- **Sección de texto**:
╭──
Hannah Arendt escribió un par de ensayos sobre la relación entre verdad y política. La editorial Página Indómita acaba de publicarlos de nuevo bajo el título Verdad y mentira en política. Son dos ensayos clásicos, el primero, escrito en los años sesenta, inspirado por las reacciones a su controvertido Eichmann en Jerusalén, y dedicado a la verdad, y el segundo, redactado a comienzos de los setenta, motivado por la publicación de los Papeles del Pentágono sobre la implicación de los EE.UU. en Vietnam y centrado en la mentira.
Arendt desconfiaba del papel de la verdad en la política debido a que consideraba que el espacio público era el lugar de la acción, que en su pensamiento es libre y contingente. Para Arendt, estos caracteres se oponen a los atributos de objetividad, firmeza y necesidad, implicados en la idea de verdad. Por esta razón Arendt estimaba que el lugar de la verdad debía ser ocupado por la opinión, que es el reflejo de los puntos de vista plurales de una sociedad, pero de ningún modo es el reflejo de la verdad. La opinión no es objetiva.
╰──
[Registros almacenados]
╭──
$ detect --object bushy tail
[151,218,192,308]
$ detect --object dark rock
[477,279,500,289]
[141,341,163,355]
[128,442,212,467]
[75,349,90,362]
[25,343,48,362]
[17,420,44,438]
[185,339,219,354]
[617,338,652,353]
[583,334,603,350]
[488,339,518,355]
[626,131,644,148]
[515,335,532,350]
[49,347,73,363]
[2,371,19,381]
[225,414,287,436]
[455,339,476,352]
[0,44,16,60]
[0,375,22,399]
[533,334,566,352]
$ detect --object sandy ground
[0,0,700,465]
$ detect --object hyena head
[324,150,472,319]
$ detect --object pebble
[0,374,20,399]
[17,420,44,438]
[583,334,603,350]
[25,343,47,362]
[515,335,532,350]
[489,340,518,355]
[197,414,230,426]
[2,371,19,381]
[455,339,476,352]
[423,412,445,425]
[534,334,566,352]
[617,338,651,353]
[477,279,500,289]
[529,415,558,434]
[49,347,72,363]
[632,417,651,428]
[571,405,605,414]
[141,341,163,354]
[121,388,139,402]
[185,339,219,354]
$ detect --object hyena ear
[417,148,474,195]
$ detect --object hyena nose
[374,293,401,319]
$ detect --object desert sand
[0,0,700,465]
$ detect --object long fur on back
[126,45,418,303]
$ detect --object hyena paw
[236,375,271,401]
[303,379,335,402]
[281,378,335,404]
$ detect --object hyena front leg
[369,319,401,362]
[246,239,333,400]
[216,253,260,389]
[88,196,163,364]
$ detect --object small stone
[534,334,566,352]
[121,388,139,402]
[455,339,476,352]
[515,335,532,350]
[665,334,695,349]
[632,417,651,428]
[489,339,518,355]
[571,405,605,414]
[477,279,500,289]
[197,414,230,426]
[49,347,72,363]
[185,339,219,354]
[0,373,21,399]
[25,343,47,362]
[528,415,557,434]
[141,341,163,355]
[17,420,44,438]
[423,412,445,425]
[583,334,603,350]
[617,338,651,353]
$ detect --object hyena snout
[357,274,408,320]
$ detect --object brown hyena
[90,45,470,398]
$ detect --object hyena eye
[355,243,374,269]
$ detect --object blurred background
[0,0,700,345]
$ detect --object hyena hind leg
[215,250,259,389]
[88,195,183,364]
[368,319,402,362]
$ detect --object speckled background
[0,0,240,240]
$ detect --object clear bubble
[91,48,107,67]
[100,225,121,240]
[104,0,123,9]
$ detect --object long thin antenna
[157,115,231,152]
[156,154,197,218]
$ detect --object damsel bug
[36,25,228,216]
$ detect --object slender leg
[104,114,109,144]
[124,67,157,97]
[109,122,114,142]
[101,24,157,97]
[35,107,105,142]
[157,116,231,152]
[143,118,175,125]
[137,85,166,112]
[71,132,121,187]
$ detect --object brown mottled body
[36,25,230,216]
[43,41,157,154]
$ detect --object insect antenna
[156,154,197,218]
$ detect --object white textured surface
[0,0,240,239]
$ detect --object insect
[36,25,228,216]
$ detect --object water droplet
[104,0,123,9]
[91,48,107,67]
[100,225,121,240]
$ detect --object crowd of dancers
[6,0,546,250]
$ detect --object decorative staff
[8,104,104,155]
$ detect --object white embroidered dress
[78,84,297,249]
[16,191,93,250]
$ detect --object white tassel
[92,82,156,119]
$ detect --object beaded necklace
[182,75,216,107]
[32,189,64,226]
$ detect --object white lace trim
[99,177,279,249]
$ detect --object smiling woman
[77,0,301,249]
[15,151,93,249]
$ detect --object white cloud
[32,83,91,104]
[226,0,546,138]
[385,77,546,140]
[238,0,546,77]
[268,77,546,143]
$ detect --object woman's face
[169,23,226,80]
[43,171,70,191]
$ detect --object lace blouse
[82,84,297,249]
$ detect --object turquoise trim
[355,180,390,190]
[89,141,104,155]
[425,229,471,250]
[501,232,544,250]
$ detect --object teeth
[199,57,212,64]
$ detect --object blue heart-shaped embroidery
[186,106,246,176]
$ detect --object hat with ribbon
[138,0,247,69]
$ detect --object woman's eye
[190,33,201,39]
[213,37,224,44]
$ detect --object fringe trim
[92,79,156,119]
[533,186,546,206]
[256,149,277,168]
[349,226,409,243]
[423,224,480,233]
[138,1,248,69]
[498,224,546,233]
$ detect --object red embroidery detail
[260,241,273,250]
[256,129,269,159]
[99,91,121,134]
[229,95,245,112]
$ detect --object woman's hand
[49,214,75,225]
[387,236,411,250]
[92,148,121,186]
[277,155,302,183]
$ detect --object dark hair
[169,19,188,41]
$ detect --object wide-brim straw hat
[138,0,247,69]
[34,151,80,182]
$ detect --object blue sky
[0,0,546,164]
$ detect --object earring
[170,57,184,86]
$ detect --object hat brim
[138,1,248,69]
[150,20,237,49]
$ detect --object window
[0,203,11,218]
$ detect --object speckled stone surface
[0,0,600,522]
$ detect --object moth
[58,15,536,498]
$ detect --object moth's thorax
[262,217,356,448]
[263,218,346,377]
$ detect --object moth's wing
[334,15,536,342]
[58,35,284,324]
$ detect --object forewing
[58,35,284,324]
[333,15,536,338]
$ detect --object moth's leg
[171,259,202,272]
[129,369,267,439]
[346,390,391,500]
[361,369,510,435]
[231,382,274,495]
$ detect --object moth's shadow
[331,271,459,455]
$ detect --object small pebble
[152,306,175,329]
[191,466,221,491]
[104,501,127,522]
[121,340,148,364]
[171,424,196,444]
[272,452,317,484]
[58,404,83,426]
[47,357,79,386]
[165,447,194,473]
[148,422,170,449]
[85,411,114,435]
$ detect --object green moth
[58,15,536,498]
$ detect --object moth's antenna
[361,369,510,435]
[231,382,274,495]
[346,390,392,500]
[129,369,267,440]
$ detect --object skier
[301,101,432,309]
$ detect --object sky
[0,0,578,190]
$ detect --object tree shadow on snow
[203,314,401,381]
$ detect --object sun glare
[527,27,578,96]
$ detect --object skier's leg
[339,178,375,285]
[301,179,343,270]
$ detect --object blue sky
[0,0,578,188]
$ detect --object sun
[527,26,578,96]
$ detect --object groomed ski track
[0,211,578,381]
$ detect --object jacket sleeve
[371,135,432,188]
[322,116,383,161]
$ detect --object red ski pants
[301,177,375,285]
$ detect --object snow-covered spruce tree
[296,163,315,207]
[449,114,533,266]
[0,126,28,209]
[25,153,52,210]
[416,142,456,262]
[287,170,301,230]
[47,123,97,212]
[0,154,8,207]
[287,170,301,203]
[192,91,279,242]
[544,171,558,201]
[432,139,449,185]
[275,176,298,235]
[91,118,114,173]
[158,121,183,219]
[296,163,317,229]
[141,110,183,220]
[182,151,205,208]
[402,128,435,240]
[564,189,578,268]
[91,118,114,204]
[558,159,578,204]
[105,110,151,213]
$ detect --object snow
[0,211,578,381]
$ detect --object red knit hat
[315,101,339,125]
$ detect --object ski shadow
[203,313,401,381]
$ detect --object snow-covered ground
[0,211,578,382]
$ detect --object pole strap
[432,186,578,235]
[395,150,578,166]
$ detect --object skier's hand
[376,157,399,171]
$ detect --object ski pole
╰──
- **Retos**:
A) Resume en dos oraciones el texto sobre Arendt.
B) Reproduce el pasaje del texto sobre Arendt que comienza en las palabras "Arendt desconfiaba del" y termina tras las palabras "no es objetiva.".
C) Enumera los atributos que, según el texto sobre Arendt, van implicados en la idea de verdad.

- **Respuestas por tarea**:
A) La editorial Página Indómita ha vuelto a publicar, con el título Verdad y mentira en política, dos ensayos de Hannah Arendt: uno sobre la verdad, escrito en los años sesenta, y otro sobre la mentira, redactado a comienzos de los setenta. Arendt desconfiaba de la verdad en la política porque veía el espacio público como el lugar de una acción libre y contingente, opuesta a la objetividad, la firmeza y la necesidad de la verdad, y por eso pensaba que la opinión debía ocupar su lugar.

B)
Arendt desconfiaba del papel de la verdad en la política debido a que consideraba que el espacio público era el lugar de la acción, que en su pensamiento es libre y contingente. Para Arendt, estos caracteres se oponen a los atributos de objetividad, firmeza y necesidad, implicados en la idea de verdad. Por esta razón Arendt estimaba que el lugar de la verdad debía ser ocupado por la opinión, que es el reflejo de los puntos de vista plurales de una sociedad, pero de ningún modo es el reflejo de la verdad. La opinión no es objetiva.

C) Objetividad, firmeza y necesidad.